### [EXERCICE ÉCRIT 1]
Répondez à ces questions sur l'extrait consacré à la présidence de la Commission européenne, sans tenir compte des lignes.
(a) Dans quelle ville le Parti populaire européen a-t-il désigné sa tête de liste ?
(b) En quelle année a eu lieu la précédente campagne des Européennes ?
(c) Quel est le seul nom qui émerge pour prendre la tête de la Commission européenne ?
### [EXERCICE ÉCRIT 2]
D'après l'extrait consacré à la présidence de la Commission européenne, pourquoi rien ne garantit-il que Manfred Weber dirigera la Commission ? Répondez en une à trois phrases.
### [EXERCICE ÉCRIT 3]
Reprenez l'extrait consacré à la présidence de la Commission européenne et poursuivez-le à partir de l'endroit où il s'arrête.

### [EXTRAIT CHOISI]

(B2) Même si le Parti populaire européen (PPE) vient de désigner aujourd’hui à Helsinki sa tête de liste pour la campagne des Européennes — l’eurodéputé de la CSU bavaroise Manfred Weber —, rien ne dit que ce sera celui-ci qui sera à la tête de la Commission européenne en novembre prochain (1).
L’automatisme voulu par les différents leaders de partis lors de la précédente campagne en 2014 est brisé. Du no man’s land de candidats, il n’y a aujourd’hui qu’un seul nom qui émerge pour prendre la tête de la Commission européenne. A condition qu’il le veule, et que la France le souhaite, c’est Michel Barnier. Il réunit sur le papier nombre de critères.
Michel Barnier dans les couloirs du Conseil européen rencontrant le président Donald Tusk (Crédit : Conseil de l’UE)

Enregistrements issus d'une collecte de données
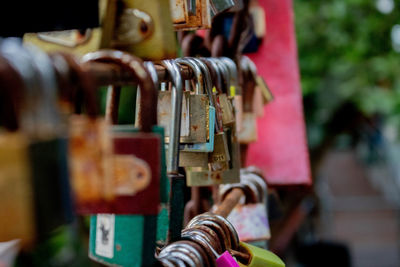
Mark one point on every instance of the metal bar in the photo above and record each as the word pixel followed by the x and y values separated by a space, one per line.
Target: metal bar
pixel 229 203
pixel 107 74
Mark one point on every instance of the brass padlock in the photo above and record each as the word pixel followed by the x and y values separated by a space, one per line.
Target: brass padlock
pixel 219 159
pixel 191 16
pixel 194 121
pixel 16 189
pixel 202 101
pixel 228 116
pixel 248 132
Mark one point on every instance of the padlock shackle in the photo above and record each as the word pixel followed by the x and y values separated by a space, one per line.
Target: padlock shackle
pixel 223 71
pixel 207 78
pixel 176 106
pixel 198 75
pixel 10 94
pixel 215 77
pixel 148 99
pixel 233 70
pixel 75 83
pixel 39 115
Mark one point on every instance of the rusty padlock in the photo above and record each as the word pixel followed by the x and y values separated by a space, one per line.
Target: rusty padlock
pixel 137 152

### [RÉPONSE 1]
(a) À Helsinki.
(b) En 2014.
(c) Michel Barnier.

### [RÉPONSE 2]
Rien ne garantit que Manfred Weber prendra la tête de la Commission européenne, car l'automatisme voulu par les différents leaders de partis lors de la campagne de 2014 est brisé. Sa désignation comme tête de liste du PPE ne suffit donc plus à lui assurer ce poste.

### [RÉPONSE 3]
1° Il appartient au parti, le PPE qui devrait rester le premier parti lors des élections européennes, malgré une baisse certaine. Et le PPE a compris depuis longtemps que c’est la Commission européenne qui est le poste le plus puissant.
2° C’est un Européen convaincu, avec une vraie expérience, à différents postes. Représentant de la Commission lors de la Convention européenne préludant à la Convention, commissaire à la Politique régionale puis au Marché intérieur, et enfin et surtout, négociateur de l’UE pour le Brexit, il a montré une certaine dextérité dans ces différents postes.
3° Ce n’est pas un personnage clivant. S’il appartient au PPE, il a montré dans le passé qu’il savait dialoguer avec toutes les composantes de la famille européenne. C’est un candidat très acceptable que ce soit par les libéraux, les socio-démocrates ou les verts. Il est plus en faveur de l’intégration européenne que certains Libéraux patentés et sans doute plus ‘social’ que d’autres sociaux-démocrates revendiqués.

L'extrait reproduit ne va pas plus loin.